Exercise description:
Transcribe all the records exactly and omit any images they hold.

(Pointing and labeling entries)
☆ ☆ ☆ ☆ ☆
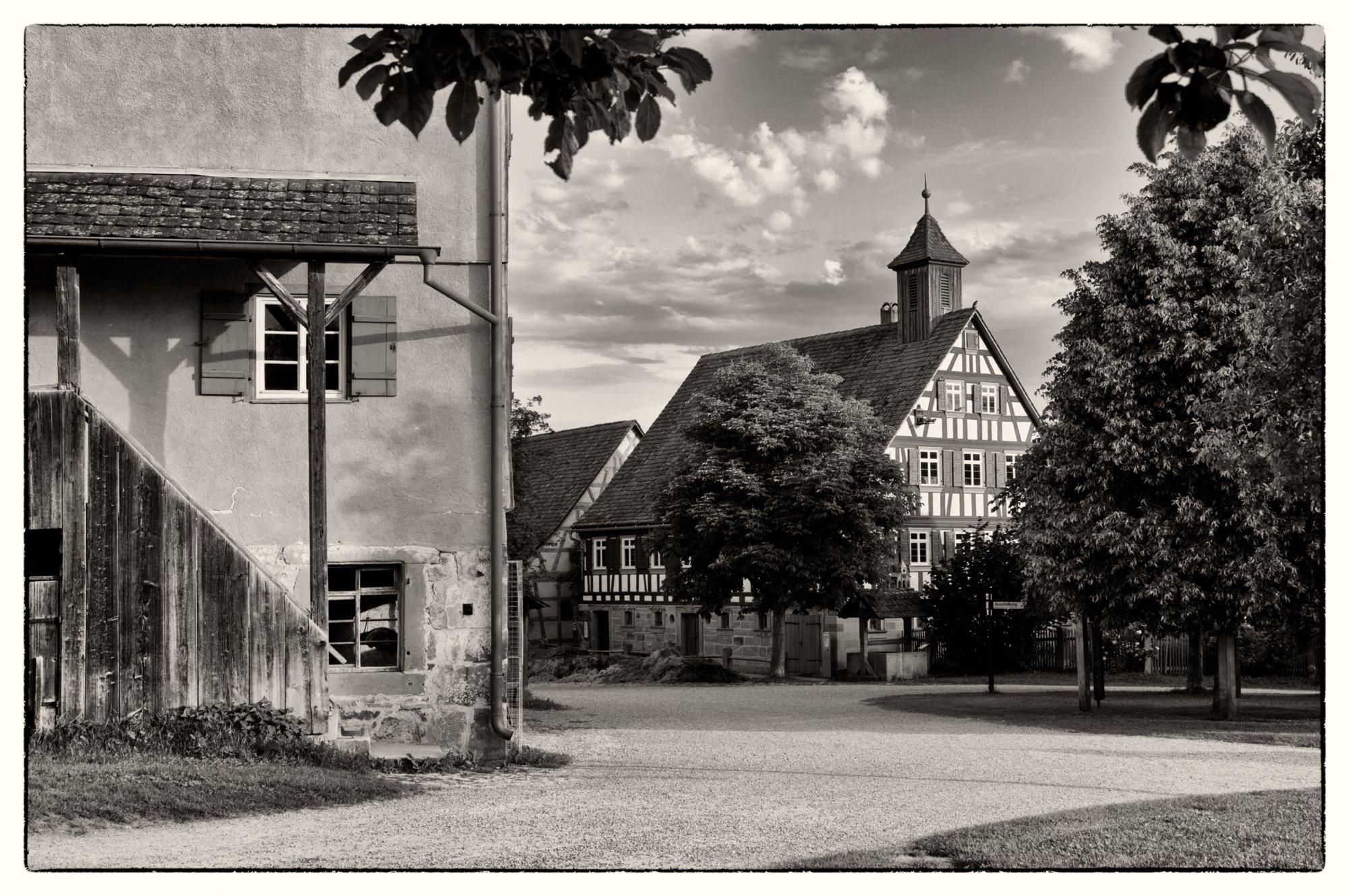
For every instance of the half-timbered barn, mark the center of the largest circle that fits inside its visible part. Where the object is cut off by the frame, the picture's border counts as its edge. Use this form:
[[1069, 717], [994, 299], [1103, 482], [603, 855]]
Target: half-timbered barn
[[937, 378], [266, 370], [558, 477]]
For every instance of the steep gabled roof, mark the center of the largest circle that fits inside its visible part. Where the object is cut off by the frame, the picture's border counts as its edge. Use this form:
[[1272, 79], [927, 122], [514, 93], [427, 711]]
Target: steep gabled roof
[[927, 245], [552, 471], [875, 365]]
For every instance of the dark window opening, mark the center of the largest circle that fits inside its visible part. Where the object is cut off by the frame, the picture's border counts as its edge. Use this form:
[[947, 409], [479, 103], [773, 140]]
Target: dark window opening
[[42, 554]]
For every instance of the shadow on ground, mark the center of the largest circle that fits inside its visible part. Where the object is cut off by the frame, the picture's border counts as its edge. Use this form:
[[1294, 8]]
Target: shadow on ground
[[1286, 719]]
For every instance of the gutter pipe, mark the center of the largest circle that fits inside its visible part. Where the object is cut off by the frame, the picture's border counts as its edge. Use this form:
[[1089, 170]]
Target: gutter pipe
[[501, 407]]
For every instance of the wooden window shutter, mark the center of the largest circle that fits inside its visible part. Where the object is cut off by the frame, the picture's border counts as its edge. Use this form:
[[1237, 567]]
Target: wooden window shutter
[[226, 347], [374, 336]]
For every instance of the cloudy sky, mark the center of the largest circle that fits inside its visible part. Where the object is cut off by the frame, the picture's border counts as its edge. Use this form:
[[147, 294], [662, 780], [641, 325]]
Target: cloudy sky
[[774, 198]]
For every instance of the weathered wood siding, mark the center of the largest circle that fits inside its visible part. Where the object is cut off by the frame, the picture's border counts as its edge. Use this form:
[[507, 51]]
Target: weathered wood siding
[[163, 609]]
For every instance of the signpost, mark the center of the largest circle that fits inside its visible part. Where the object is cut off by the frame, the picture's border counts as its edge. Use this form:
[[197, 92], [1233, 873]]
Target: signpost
[[994, 644]]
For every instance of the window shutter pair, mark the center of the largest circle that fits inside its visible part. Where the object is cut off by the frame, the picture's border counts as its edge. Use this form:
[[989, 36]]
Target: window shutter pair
[[227, 346]]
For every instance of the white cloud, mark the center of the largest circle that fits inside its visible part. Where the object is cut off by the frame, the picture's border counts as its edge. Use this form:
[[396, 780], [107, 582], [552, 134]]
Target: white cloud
[[1092, 48], [1016, 72]]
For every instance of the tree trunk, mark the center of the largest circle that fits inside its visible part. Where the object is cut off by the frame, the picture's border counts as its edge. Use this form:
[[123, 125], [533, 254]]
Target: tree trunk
[[1084, 663], [1195, 663], [1097, 661], [778, 664], [1226, 680]]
☆ ☆ ☆ ☆ ☆
The output:
For every instance of the half-timbered barn, mark the center of the largest circle that fits inside its visible part. Where the object is cut off by the frame, the picture's border counts as its edge. Use this form:
[[1069, 717], [994, 299], [1103, 482], [603, 855]]
Target: half-timbered barn
[[937, 378], [266, 370], [558, 477]]
For every instance of the steep gabled roof, mark the center of the largest circle that fits inside its visible part. Where the object is cut off by the frame, the picture's border counts as its edge. Use this form:
[[1272, 79], [927, 122], [514, 93], [427, 711]]
Target: steep gabled roof
[[927, 245], [552, 471], [875, 365]]
For every instance of the dark window opening, mark the center of the largest circle that fits inside its visible part. Where the object is cut off by the frame, the picture's border counts as its edge. Use this form:
[[947, 409], [479, 103], [773, 140]]
Target: dark window opening
[[42, 554]]
For every instance of the shadow on ground, mark the center of the largest circle that fits inside its visible part. Where the object is cut off by the frame, the picture's border counts as its edge. Use this form:
[[1294, 8]]
Target: shadow on ground
[[1286, 719]]
For every instance of the gutter pipe, mark the center of the largest circle that fits inside its visible part. Where the object is cut off by the frame, the picture's border counts as its edge. Use this form:
[[1089, 170]]
Target: gutter pipe
[[501, 407]]
For every instance of the wooden window shutter, mark the center of the largest circle that fits inside its visible part. Where the object is cut off by the frame, the picture's border counts as its edge. Use this form:
[[1237, 567]]
Target: wooden window shutter
[[226, 347], [374, 336]]
For every instance of the cloudy sky, mark the center of the largest circle that fits inside its visible part. Where the object is cut off by the frame, the picture's border counts as its edge. Use this form:
[[147, 294], [662, 780], [641, 325]]
Target: cloudy sky
[[774, 198]]
For every instance of the weathered wood siding, mark the center of the largest circle that fits inside its visible part. Where the object is cut off by the frame, the picture's border counts as its edge. Use this form:
[[507, 51]]
Target: weathered wood siding
[[163, 609]]
For every instance of the signpost, mark the center of the largest circle that fits inside its visible part. Where the object is cut off by the frame, the picture's border counts as its edge. Use this form:
[[197, 92], [1233, 873]]
Target: signpost
[[994, 644]]
For every instance of the window shutter pair, mark the center of the largest circle that fits inside its visible part. Where the object is cut off by the frame, the picture's border counts as its edge. Use this form:
[[989, 36]]
Target: window shutter pair
[[227, 346]]
For every instance of the white cloud, mark the center of the largest circle that fits inside its visible part. Where the object is cut off by the frame, the picture's border counts as its edge. Use this form:
[[396, 780], [107, 582], [552, 134]]
Target: white cloud
[[1092, 48], [1016, 72]]
For every instance of the tree trunk, mark the center of the largest circle that fits inside its visible part. Where the object is cut off by the frame, the picture's border counts as its edge. Use this form:
[[123, 125], [533, 254]]
Target: tree trunk
[[1084, 663], [1195, 663], [1097, 661], [778, 664], [1226, 680]]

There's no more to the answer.